Records supplied ->
※ ※ ※
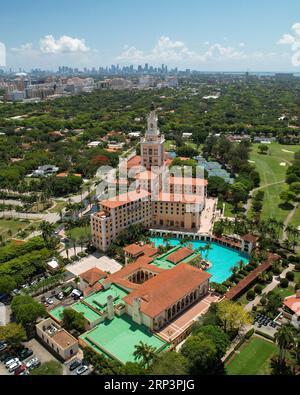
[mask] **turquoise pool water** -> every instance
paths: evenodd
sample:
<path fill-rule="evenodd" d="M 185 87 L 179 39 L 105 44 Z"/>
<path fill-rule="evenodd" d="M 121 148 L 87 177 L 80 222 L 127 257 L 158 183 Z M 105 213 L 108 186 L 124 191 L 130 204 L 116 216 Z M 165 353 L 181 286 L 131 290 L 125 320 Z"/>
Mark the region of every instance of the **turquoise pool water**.
<path fill-rule="evenodd" d="M 155 243 L 155 247 L 159 247 L 161 245 L 166 245 L 166 241 L 164 241 L 161 237 L 151 237 L 152 243 Z M 172 247 L 176 247 L 180 244 L 179 239 L 170 239 L 168 240 L 168 244 Z M 204 241 L 191 241 L 188 244 L 192 244 L 193 249 L 196 250 L 199 247 L 205 247 L 208 243 Z M 222 283 L 226 281 L 232 274 L 231 268 L 233 266 L 238 266 L 240 261 L 249 263 L 249 257 L 239 251 L 233 250 L 228 247 L 221 246 L 216 243 L 210 243 L 212 250 L 209 251 L 208 260 L 213 264 L 213 267 L 208 270 L 208 273 L 212 275 L 212 282 Z"/>

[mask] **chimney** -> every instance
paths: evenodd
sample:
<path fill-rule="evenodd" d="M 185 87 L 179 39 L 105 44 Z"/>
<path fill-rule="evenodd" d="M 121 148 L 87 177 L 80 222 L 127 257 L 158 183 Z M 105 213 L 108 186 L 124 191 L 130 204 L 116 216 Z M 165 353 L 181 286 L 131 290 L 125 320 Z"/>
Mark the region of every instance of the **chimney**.
<path fill-rule="evenodd" d="M 300 299 L 300 289 L 296 292 L 296 299 Z"/>
<path fill-rule="evenodd" d="M 113 297 L 111 295 L 107 297 L 107 313 L 108 319 L 112 321 L 115 318 L 115 307 Z"/>
<path fill-rule="evenodd" d="M 134 299 L 132 306 L 132 319 L 134 322 L 136 322 L 139 325 L 142 324 L 141 302 L 142 301 L 140 298 L 136 298 Z"/>

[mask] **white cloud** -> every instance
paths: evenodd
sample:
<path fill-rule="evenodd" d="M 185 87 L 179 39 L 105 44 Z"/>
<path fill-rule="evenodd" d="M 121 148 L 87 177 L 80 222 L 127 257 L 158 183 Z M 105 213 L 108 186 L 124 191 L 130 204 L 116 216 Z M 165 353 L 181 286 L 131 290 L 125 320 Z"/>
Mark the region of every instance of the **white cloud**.
<path fill-rule="evenodd" d="M 183 41 L 173 41 L 170 37 L 161 36 L 148 53 L 134 46 L 125 46 L 117 60 L 123 62 L 207 62 L 209 60 L 244 59 L 245 54 L 231 46 L 204 43 L 208 48 L 203 53 L 190 50 Z"/>
<path fill-rule="evenodd" d="M 294 34 L 285 33 L 277 42 L 281 45 L 290 45 L 294 52 L 292 56 L 292 64 L 296 67 L 300 66 L 300 22 L 292 26 Z"/>
<path fill-rule="evenodd" d="M 50 34 L 40 40 L 40 50 L 44 54 L 88 52 L 84 39 L 61 36 L 57 40 Z"/>
<path fill-rule="evenodd" d="M 6 66 L 6 48 L 0 41 L 0 67 Z"/>
<path fill-rule="evenodd" d="M 33 49 L 33 44 L 32 43 L 26 43 L 22 44 L 18 48 L 12 48 L 11 51 L 15 53 L 20 53 L 20 52 L 26 52 L 26 51 L 31 51 Z"/>

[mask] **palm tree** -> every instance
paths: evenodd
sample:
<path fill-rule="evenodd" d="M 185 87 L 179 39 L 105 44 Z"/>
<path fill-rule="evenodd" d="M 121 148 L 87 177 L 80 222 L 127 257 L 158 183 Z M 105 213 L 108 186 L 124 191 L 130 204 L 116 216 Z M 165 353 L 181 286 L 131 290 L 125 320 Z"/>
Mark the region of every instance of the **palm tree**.
<path fill-rule="evenodd" d="M 133 356 L 135 360 L 141 360 L 141 365 L 144 368 L 149 368 L 157 358 L 156 348 L 141 341 L 135 346 Z"/>
<path fill-rule="evenodd" d="M 244 261 L 240 260 L 239 263 L 238 263 L 239 269 L 243 270 L 245 266 L 246 266 L 246 263 Z"/>
<path fill-rule="evenodd" d="M 285 363 L 286 351 L 294 343 L 294 328 L 291 325 L 285 325 L 275 334 L 275 341 L 279 346 L 279 361 Z"/>
<path fill-rule="evenodd" d="M 41 224 L 39 225 L 39 230 L 42 232 L 42 237 L 45 243 L 49 241 L 49 238 L 52 236 L 54 229 L 55 225 L 50 224 L 46 221 L 41 222 Z"/>

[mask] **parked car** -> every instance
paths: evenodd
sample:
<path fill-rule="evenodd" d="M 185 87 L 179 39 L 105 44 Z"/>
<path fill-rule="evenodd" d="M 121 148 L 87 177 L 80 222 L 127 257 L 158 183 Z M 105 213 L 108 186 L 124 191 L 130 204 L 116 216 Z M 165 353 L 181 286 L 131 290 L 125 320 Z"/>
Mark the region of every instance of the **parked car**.
<path fill-rule="evenodd" d="M 12 291 L 13 295 L 20 295 L 20 293 L 21 293 L 21 291 L 17 288 Z"/>
<path fill-rule="evenodd" d="M 14 373 L 20 366 L 22 366 L 22 363 L 20 361 L 17 361 L 13 363 L 12 365 L 9 365 L 9 373 Z"/>
<path fill-rule="evenodd" d="M 56 295 L 56 299 L 57 300 L 63 300 L 63 298 L 64 298 L 64 293 L 63 292 L 60 292 L 59 294 Z"/>
<path fill-rule="evenodd" d="M 21 365 L 15 370 L 15 375 L 19 376 L 21 373 L 25 372 L 26 370 L 26 365 Z"/>
<path fill-rule="evenodd" d="M 23 349 L 19 354 L 21 361 L 24 361 L 25 359 L 31 357 L 32 355 L 33 355 L 33 351 L 29 350 L 28 348 Z"/>
<path fill-rule="evenodd" d="M 0 362 L 3 362 L 6 364 L 9 360 L 16 358 L 15 354 L 12 354 L 11 352 L 5 352 L 0 356 Z"/>
<path fill-rule="evenodd" d="M 5 351 L 6 349 L 7 349 L 7 344 L 1 342 L 1 343 L 0 343 L 0 352 Z"/>
<path fill-rule="evenodd" d="M 76 374 L 78 376 L 80 376 L 81 374 L 87 372 L 88 370 L 89 370 L 88 366 L 83 365 L 83 366 L 80 366 L 80 368 L 76 370 Z"/>
<path fill-rule="evenodd" d="M 76 359 L 74 362 L 71 363 L 69 369 L 72 372 L 73 370 L 79 368 L 79 366 L 81 366 L 81 361 L 79 361 L 78 359 Z"/>
<path fill-rule="evenodd" d="M 51 305 L 53 305 L 54 302 L 51 298 L 47 298 L 46 303 L 51 306 Z"/>
<path fill-rule="evenodd" d="M 41 364 L 41 362 L 38 358 L 32 358 L 32 359 L 30 359 L 30 361 L 28 361 L 26 363 L 26 368 L 31 370 L 31 369 L 39 367 L 40 364 Z"/>
<path fill-rule="evenodd" d="M 65 297 L 67 297 L 67 296 L 69 296 L 72 293 L 72 291 L 73 291 L 73 287 L 70 286 L 70 287 L 68 287 L 68 288 L 63 290 L 63 294 L 64 294 Z"/>
<path fill-rule="evenodd" d="M 13 365 L 16 362 L 20 362 L 19 358 L 11 358 L 8 361 L 5 361 L 5 367 L 9 369 L 10 365 Z"/>

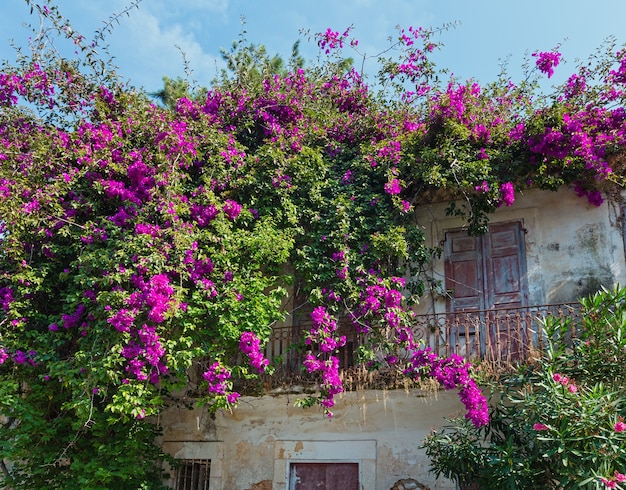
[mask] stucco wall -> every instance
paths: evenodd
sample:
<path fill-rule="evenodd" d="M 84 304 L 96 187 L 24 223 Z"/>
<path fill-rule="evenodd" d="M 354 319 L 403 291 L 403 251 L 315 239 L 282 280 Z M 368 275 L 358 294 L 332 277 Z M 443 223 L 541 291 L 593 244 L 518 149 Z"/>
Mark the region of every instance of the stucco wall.
<path fill-rule="evenodd" d="M 177 458 L 211 459 L 210 490 L 289 488 L 290 462 L 357 462 L 364 490 L 389 490 L 413 478 L 435 481 L 418 449 L 445 417 L 459 415 L 456 392 L 364 390 L 338 397 L 334 417 L 293 406 L 296 395 L 244 397 L 232 413 L 171 408 L 161 423 L 164 449 Z"/>
<path fill-rule="evenodd" d="M 447 230 L 465 224 L 446 216 L 446 207 L 438 203 L 418 208 L 416 219 L 430 246 L 440 246 Z M 491 216 L 492 223 L 515 220 L 525 230 L 530 305 L 576 301 L 600 286 L 626 284 L 619 207 L 606 202 L 592 206 L 566 188 L 529 190 Z M 434 261 L 431 273 L 443 281 L 443 257 Z M 432 311 L 445 311 L 443 298 L 422 298 L 419 312 Z"/>

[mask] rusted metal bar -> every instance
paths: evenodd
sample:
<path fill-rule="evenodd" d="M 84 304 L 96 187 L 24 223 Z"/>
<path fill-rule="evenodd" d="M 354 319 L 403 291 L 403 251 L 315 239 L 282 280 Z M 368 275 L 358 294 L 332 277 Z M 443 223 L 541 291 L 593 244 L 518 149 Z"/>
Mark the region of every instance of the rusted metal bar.
<path fill-rule="evenodd" d="M 416 315 L 411 328 L 415 339 L 439 355 L 456 354 L 468 361 L 519 363 L 527 360 L 533 351 L 544 349 L 542 325 L 548 316 L 568 318 L 579 314 L 578 303 L 447 312 Z M 348 368 L 354 365 L 355 351 L 365 338 L 349 324 L 342 324 L 340 330 L 347 341 L 335 355 L 340 358 L 341 367 Z M 576 332 L 572 331 L 571 335 L 575 336 Z M 306 352 L 294 346 L 302 339 L 302 326 L 275 328 L 265 355 L 275 360 L 277 369 L 300 372 Z M 314 347 L 311 349 L 315 352 Z"/>

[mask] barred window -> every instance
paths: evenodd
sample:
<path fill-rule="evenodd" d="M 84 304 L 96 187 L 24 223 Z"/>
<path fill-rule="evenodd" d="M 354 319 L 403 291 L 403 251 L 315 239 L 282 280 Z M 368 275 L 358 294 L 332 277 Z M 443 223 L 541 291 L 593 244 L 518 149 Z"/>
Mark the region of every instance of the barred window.
<path fill-rule="evenodd" d="M 209 490 L 211 460 L 185 459 L 176 472 L 176 490 Z"/>

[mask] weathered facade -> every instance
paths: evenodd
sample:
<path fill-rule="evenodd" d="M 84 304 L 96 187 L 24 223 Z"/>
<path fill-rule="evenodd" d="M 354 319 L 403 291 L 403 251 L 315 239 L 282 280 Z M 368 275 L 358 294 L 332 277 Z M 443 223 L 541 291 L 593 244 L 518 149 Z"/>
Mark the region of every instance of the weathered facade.
<path fill-rule="evenodd" d="M 499 208 L 481 237 L 469 237 L 463 221 L 446 216 L 445 208 L 421 206 L 416 214 L 429 245 L 442 253 L 430 271 L 433 294 L 416 311 L 415 334 L 441 354 L 519 360 L 540 348 L 541 317 L 576 314 L 581 296 L 626 284 L 619 204 L 591 206 L 567 189 L 529 191 Z M 294 328 L 280 329 L 269 355 L 284 353 Z M 358 338 L 350 340 L 353 348 Z M 345 354 L 345 365 L 349 359 Z M 285 364 L 286 371 L 295 368 L 297 363 Z M 456 393 L 393 387 L 343 393 L 332 419 L 317 408 L 294 407 L 299 386 L 267 386 L 266 395 L 242 397 L 232 413 L 215 416 L 173 406 L 161 419 L 163 447 L 185 465 L 170 484 L 210 490 L 454 488 L 429 474 L 419 446 L 434 426 L 462 413 Z"/>
<path fill-rule="evenodd" d="M 444 423 L 445 415 L 461 413 L 455 393 L 347 392 L 339 397 L 332 419 L 317 408 L 294 407 L 296 398 L 244 397 L 232 413 L 214 418 L 206 410 L 172 408 L 163 416 L 163 447 L 184 460 L 209 459 L 211 490 L 299 488 L 294 472 L 302 463 L 331 465 L 331 470 L 332 465 L 356 465 L 358 486 L 346 482 L 321 488 L 388 490 L 409 478 L 433 490 L 454 488 L 450 482 L 435 482 L 417 447 L 432 427 Z"/>
<path fill-rule="evenodd" d="M 433 264 L 433 277 L 439 279 L 446 289 L 453 290 L 458 285 L 450 281 L 449 271 L 446 275 L 446 260 L 450 258 L 446 254 L 451 253 L 452 240 L 463 235 L 460 230 L 464 222 L 461 218 L 445 216 L 446 206 L 446 203 L 421 206 L 417 220 L 425 228 L 428 244 L 440 246 L 444 251 L 442 259 Z M 505 294 L 498 301 L 498 281 L 502 278 L 496 276 L 506 270 L 513 258 L 511 255 L 500 260 L 496 258 L 496 264 L 490 269 L 487 262 L 494 257 L 489 254 L 488 247 L 483 246 L 477 254 L 482 252 L 480 260 L 484 262 L 485 271 L 482 279 L 487 288 L 482 285 L 475 288 L 483 302 L 472 306 L 480 304 L 482 308 L 479 309 L 489 309 L 507 306 L 507 303 L 512 306 L 567 303 L 593 293 L 603 285 L 623 284 L 626 266 L 622 221 L 619 204 L 605 202 L 600 207 L 592 206 L 569 189 L 558 192 L 531 190 L 518 195 L 512 206 L 501 207 L 491 216 L 491 233 L 488 235 L 500 234 L 499 238 L 508 240 L 502 245 L 511 245 L 513 238 L 502 235 L 513 235 L 519 230 L 514 244 L 519 259 L 515 257 L 515 261 L 519 260 L 516 265 L 524 270 L 520 270 L 515 279 L 521 284 L 514 284 L 514 281 L 506 284 L 505 281 L 501 284 Z M 484 243 L 489 236 L 476 240 Z M 506 278 L 512 279 L 510 274 L 505 274 Z M 472 285 L 461 286 L 471 288 Z M 519 287 L 515 292 L 520 295 L 506 298 L 506 293 L 514 287 Z M 490 300 L 494 295 L 496 300 Z M 446 311 L 446 297 L 436 296 L 422 301 L 420 309 L 423 313 Z"/>

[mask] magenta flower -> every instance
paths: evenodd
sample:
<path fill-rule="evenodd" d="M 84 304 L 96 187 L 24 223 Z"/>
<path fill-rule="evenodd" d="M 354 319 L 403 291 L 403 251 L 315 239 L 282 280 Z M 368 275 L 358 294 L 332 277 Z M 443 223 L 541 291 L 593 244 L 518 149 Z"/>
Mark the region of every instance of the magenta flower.
<path fill-rule="evenodd" d="M 556 51 L 546 51 L 546 52 L 535 52 L 533 56 L 537 58 L 535 64 L 539 71 L 548 75 L 550 78 L 554 75 L 554 67 L 558 66 L 559 61 L 561 60 L 561 53 Z"/>
<path fill-rule="evenodd" d="M 548 426 L 540 422 L 537 422 L 536 424 L 533 425 L 533 429 L 537 431 L 543 431 L 543 430 L 548 430 Z"/>
<path fill-rule="evenodd" d="M 115 313 L 111 318 L 109 318 L 107 320 L 107 323 L 113 325 L 115 327 L 115 330 L 117 330 L 118 332 L 129 332 L 130 327 L 132 326 L 134 321 L 134 313 L 130 310 L 123 308 Z"/>
<path fill-rule="evenodd" d="M 222 366 L 219 362 L 214 362 L 209 369 L 202 374 L 207 381 L 210 393 L 216 395 L 226 395 L 229 388 L 228 380 L 231 377 L 230 370 Z"/>
<path fill-rule="evenodd" d="M 332 49 L 343 48 L 343 40 L 348 37 L 349 33 L 350 28 L 346 29 L 342 35 L 339 35 L 339 31 L 333 31 L 329 27 L 326 29 L 326 32 L 316 35 L 317 45 L 328 54 Z"/>
<path fill-rule="evenodd" d="M 624 432 L 624 430 L 626 430 L 626 424 L 622 420 L 620 420 L 615 423 L 613 429 L 615 430 L 615 432 Z"/>
<path fill-rule="evenodd" d="M 234 220 L 241 213 L 242 206 L 238 202 L 233 201 L 232 199 L 227 199 L 224 202 L 224 206 L 222 207 L 222 211 L 224 214 L 228 216 L 229 219 Z"/>
<path fill-rule="evenodd" d="M 489 183 L 486 180 L 483 180 L 483 183 L 480 185 L 477 185 L 475 189 L 478 192 L 489 192 Z"/>
<path fill-rule="evenodd" d="M 341 177 L 341 182 L 346 185 L 352 182 L 352 170 L 348 170 L 343 177 Z"/>
<path fill-rule="evenodd" d="M 228 395 L 226 395 L 226 401 L 230 403 L 231 405 L 234 405 L 235 403 L 237 403 L 237 400 L 239 399 L 240 396 L 241 395 L 236 392 L 229 393 Z"/>
<path fill-rule="evenodd" d="M 28 361 L 28 354 L 26 354 L 26 352 L 23 350 L 15 351 L 15 354 L 13 354 L 13 362 L 15 364 L 24 364 L 26 361 Z"/>
<path fill-rule="evenodd" d="M 398 179 L 391 179 L 385 184 L 385 192 L 391 196 L 395 196 L 402 192 L 400 181 Z"/>
<path fill-rule="evenodd" d="M 11 288 L 4 287 L 0 288 L 0 305 L 4 311 L 9 311 L 9 307 L 11 303 L 13 303 L 13 291 Z"/>
<path fill-rule="evenodd" d="M 500 203 L 506 206 L 512 206 L 515 202 L 515 189 L 511 182 L 506 182 L 500 186 Z"/>
<path fill-rule="evenodd" d="M 192 204 L 189 209 L 191 219 L 198 223 L 200 228 L 209 226 L 209 223 L 217 216 L 217 208 L 213 204 L 202 206 L 200 204 Z"/>
<path fill-rule="evenodd" d="M 609 480 L 608 478 L 600 478 L 600 481 L 604 483 L 606 488 L 617 488 L 615 480 Z"/>
<path fill-rule="evenodd" d="M 255 368 L 259 374 L 265 372 L 269 361 L 261 352 L 261 341 L 254 332 L 244 332 L 241 334 L 239 350 L 248 356 L 250 365 Z"/>

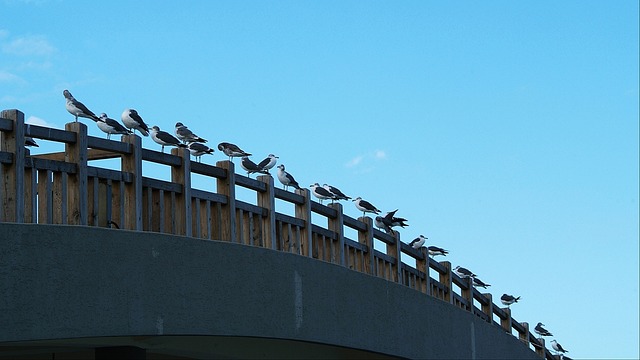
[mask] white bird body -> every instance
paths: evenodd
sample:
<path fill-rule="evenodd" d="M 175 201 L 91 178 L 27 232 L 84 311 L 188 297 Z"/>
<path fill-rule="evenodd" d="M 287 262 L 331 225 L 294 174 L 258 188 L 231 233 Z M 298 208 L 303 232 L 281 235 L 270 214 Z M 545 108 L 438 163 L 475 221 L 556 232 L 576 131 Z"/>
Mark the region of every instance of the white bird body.
<path fill-rule="evenodd" d="M 329 191 L 331 195 L 333 195 L 331 198 L 332 200 L 351 200 L 350 197 L 345 195 L 342 191 L 340 191 L 340 189 L 338 189 L 335 186 L 324 184 L 322 185 L 322 187 L 325 188 L 327 191 Z"/>
<path fill-rule="evenodd" d="M 540 335 L 540 336 L 553 336 L 552 333 L 549 332 L 549 330 L 544 328 L 544 324 L 539 322 L 538 325 L 536 325 L 536 327 L 533 329 L 533 331 L 536 332 L 536 334 Z"/>
<path fill-rule="evenodd" d="M 190 142 L 202 142 L 206 143 L 207 140 L 201 138 L 200 136 L 194 134 L 188 127 L 183 125 L 181 122 L 176 123 L 175 134 L 178 139 L 180 139 L 183 143 Z"/>
<path fill-rule="evenodd" d="M 409 245 L 414 249 L 420 249 L 424 246 L 424 243 L 427 241 L 427 239 L 428 238 L 424 237 L 423 235 L 420 235 L 417 238 L 411 240 Z"/>
<path fill-rule="evenodd" d="M 35 140 L 33 140 L 33 138 L 31 136 L 25 136 L 24 137 L 24 146 L 40 147 L 38 145 L 38 143 Z"/>
<path fill-rule="evenodd" d="M 322 200 L 333 198 L 333 194 L 329 190 L 321 187 L 320 184 L 318 183 L 312 184 L 310 188 L 311 188 L 311 193 L 320 200 L 321 204 L 322 204 Z"/>
<path fill-rule="evenodd" d="M 158 126 L 151 127 L 151 139 L 159 145 L 162 145 L 162 152 L 164 152 L 165 146 L 178 146 L 178 147 L 186 147 L 180 140 L 176 139 L 175 136 L 169 134 L 166 131 L 160 130 Z"/>
<path fill-rule="evenodd" d="M 502 294 L 502 296 L 500 297 L 500 301 L 502 302 L 502 304 L 504 305 L 511 305 L 514 303 L 517 303 L 518 300 L 520 300 L 520 296 L 515 297 L 513 295 L 509 295 L 509 294 Z"/>
<path fill-rule="evenodd" d="M 269 173 L 269 170 L 276 166 L 277 159 L 279 159 L 277 156 L 269 154 L 264 160 L 258 163 L 258 167 Z"/>
<path fill-rule="evenodd" d="M 363 200 L 360 196 L 358 196 L 357 198 L 351 200 L 353 201 L 353 203 L 356 205 L 356 209 L 362 211 L 362 216 L 364 217 L 365 213 L 373 213 L 373 214 L 380 214 L 380 210 L 378 210 L 378 208 L 376 208 L 375 206 L 373 206 L 370 202 L 368 202 L 367 200 Z"/>
<path fill-rule="evenodd" d="M 149 136 L 149 127 L 144 123 L 142 117 L 140 117 L 136 110 L 124 109 L 120 118 L 127 128 L 133 131 L 138 130 L 143 136 Z"/>
<path fill-rule="evenodd" d="M 568 352 L 555 339 L 551 340 L 551 347 L 553 348 L 553 350 L 555 350 L 555 351 L 557 351 L 559 353 L 563 353 L 564 354 L 564 353 Z"/>
<path fill-rule="evenodd" d="M 130 130 L 122 126 L 122 124 L 116 120 L 109 118 L 105 113 L 100 114 L 98 121 L 96 121 L 96 125 L 98 125 L 98 129 L 107 133 L 107 139 L 111 138 L 111 134 L 131 134 Z"/>
<path fill-rule="evenodd" d="M 456 273 L 456 275 L 460 276 L 461 278 L 468 278 L 468 277 L 475 277 L 476 274 L 472 273 L 471 271 L 469 271 L 466 268 L 463 268 L 462 266 L 456 266 L 455 269 L 453 269 L 453 272 Z"/>
<path fill-rule="evenodd" d="M 83 103 L 76 100 L 76 98 L 71 95 L 69 90 L 64 90 L 62 92 L 62 95 L 64 95 L 65 99 L 67 100 L 65 108 L 71 115 L 75 116 L 76 122 L 78 121 L 78 117 L 91 119 L 93 121 L 98 120 L 96 114 L 94 114 L 93 111 L 89 110 Z"/>
<path fill-rule="evenodd" d="M 231 160 L 234 157 L 251 156 L 248 152 L 240 149 L 237 145 L 228 142 L 218 144 L 218 150 L 222 151 Z"/>
<path fill-rule="evenodd" d="M 449 251 L 433 245 L 429 246 L 427 250 L 429 251 L 429 255 L 431 256 L 437 256 L 437 255 L 447 256 L 447 254 L 449 253 Z"/>
<path fill-rule="evenodd" d="M 284 164 L 278 165 L 278 174 L 277 175 L 278 175 L 278 180 L 280 180 L 280 183 L 282 183 L 282 185 L 285 188 L 285 190 L 289 186 L 293 186 L 296 189 L 300 189 L 300 185 L 298 185 L 298 182 L 296 181 L 296 179 L 294 179 L 291 174 L 289 174 L 288 172 L 286 172 L 284 170 Z"/>
<path fill-rule="evenodd" d="M 251 175 L 253 173 L 262 173 L 266 174 L 266 170 L 262 170 L 256 163 L 251 161 L 248 156 L 243 156 L 242 161 L 240 161 L 240 166 L 247 172 L 247 175 Z"/>
<path fill-rule="evenodd" d="M 213 149 L 208 147 L 207 145 L 199 142 L 192 142 L 187 145 L 189 152 L 191 155 L 196 157 L 196 160 L 201 161 L 202 155 L 204 154 L 213 154 Z"/>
※ ※ ※
Problem to solve -> Find each line holding the string "mask" in the listing above, then copy it.

Answer space ->
[mask] **turquoise pool water** -> every instance
[mask] **chimney** -> every instance
[mask] **white cloud** -> every instance
[mask] **palm tree** -> every instance
[mask] **parked car** -> every instance
[mask] stucco wall -> every instance
[mask] rusted metal bar -> every instance
[mask] barred window -> every instance
[mask] weathered facade -> every instance
[mask] magenta flower -> every instance
[mask] white bird body -> every instance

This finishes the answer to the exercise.